§ 页面摘录
============
【LeetCode】528. 按权重随机选择 解题报告 (python)
作者:互联网
原题地址:https://leetcode-cn.com/problems/random-pick-with-weight/submissions/
题目描述:
给定一个正整数数组 w ,其中 w[i] 代表位置 i 的权重,请写一个函数 pickIndex ,它可以随机地获取位置 i,选取位置 i 的概率与 w[i] 成正比。
说明:
1 <= w.length <= 10000
1 <= w[i] <= 10^5
pickIndex 将被调用不超过 10000 次
示例1:
输入:
["Solution","pickIndex"]
[[[1]],[]]
输出: [null,0]
示例2:
输入:
["Solution","pickIndex","pickIndex","pickIndex","pickIndex","pickIndex"]
[[[1,3]],[],[],[],[],[]]
输出: [null,0,1,1,1,0]
输入语法说明:
输入是两个列表:调用成员函数名和调用的参数。Solution 的构造函数有一个参数,即数组 w。pickIndex 没有参数。输入参数是一个列表,即使参数为空,也会输入一个 [] 空列表。
============
§ 提供材料
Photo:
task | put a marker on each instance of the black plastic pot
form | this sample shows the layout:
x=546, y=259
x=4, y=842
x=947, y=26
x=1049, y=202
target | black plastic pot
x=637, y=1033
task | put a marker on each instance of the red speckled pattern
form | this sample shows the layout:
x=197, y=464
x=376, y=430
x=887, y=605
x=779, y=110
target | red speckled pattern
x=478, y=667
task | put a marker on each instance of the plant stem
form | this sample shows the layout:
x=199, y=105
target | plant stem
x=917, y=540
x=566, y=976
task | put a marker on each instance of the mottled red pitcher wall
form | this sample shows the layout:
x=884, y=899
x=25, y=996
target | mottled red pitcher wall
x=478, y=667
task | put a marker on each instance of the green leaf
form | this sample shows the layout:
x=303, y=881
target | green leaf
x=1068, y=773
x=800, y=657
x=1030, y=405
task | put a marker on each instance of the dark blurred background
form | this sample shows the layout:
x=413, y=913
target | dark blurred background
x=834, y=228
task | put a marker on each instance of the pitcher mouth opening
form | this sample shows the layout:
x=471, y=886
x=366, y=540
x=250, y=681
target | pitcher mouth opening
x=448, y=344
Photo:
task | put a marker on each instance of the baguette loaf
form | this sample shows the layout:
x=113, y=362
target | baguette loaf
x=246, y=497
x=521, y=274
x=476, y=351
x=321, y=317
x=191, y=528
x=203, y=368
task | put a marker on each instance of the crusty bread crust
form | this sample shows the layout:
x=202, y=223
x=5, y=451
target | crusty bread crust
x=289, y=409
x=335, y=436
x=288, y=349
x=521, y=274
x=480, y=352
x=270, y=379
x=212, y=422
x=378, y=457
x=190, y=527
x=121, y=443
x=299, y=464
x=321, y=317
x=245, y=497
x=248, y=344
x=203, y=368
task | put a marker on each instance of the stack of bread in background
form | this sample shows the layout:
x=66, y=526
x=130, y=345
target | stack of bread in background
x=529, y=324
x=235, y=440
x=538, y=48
============
§ 任务要求
(a) 根据页面摘录回答下列问题,每题一行:
(i) 数组 w 的长度范围是多少?
(ii) pickIndex 最多会被调用多少次?
(iii) 示例2 的输出是什么?
(b) 请从按权重随机选择的页面摘录停下的地方续写下一部分。

§ 作答内容
(a)
(i) 1 <= w.length <= 10000
(ii) 不超过 10000 次
(iii) [null,0,1,1,1,0]

(b)
解题方案:
采用python内部函数,二分法bisect:
class Solution:
def __init__(self, w: List[int]):
self.w = [0]
self.sum = 0
for i in w:
self.sum += i
self.w.append(self.sum)
self.sum -= 1
def pickIndex(self) -> int:
w = random.randint(0, self.sum)
return bisect.bisect(self.w, w) - 1
# Your Solution object will be instantiated and called as such:
# obj = Solution(w)
# param_1 = obj.pickIndex()
class Solution:
def __init__(self, w: List[int]):
self.ans, cur, total = [], 0, sum(w)
cur = 0
for x in w:
cur += x
self.ans.append(cur/total)
def pickIndex(self) -> int:
return bisect.bisect(self.ans,random.random())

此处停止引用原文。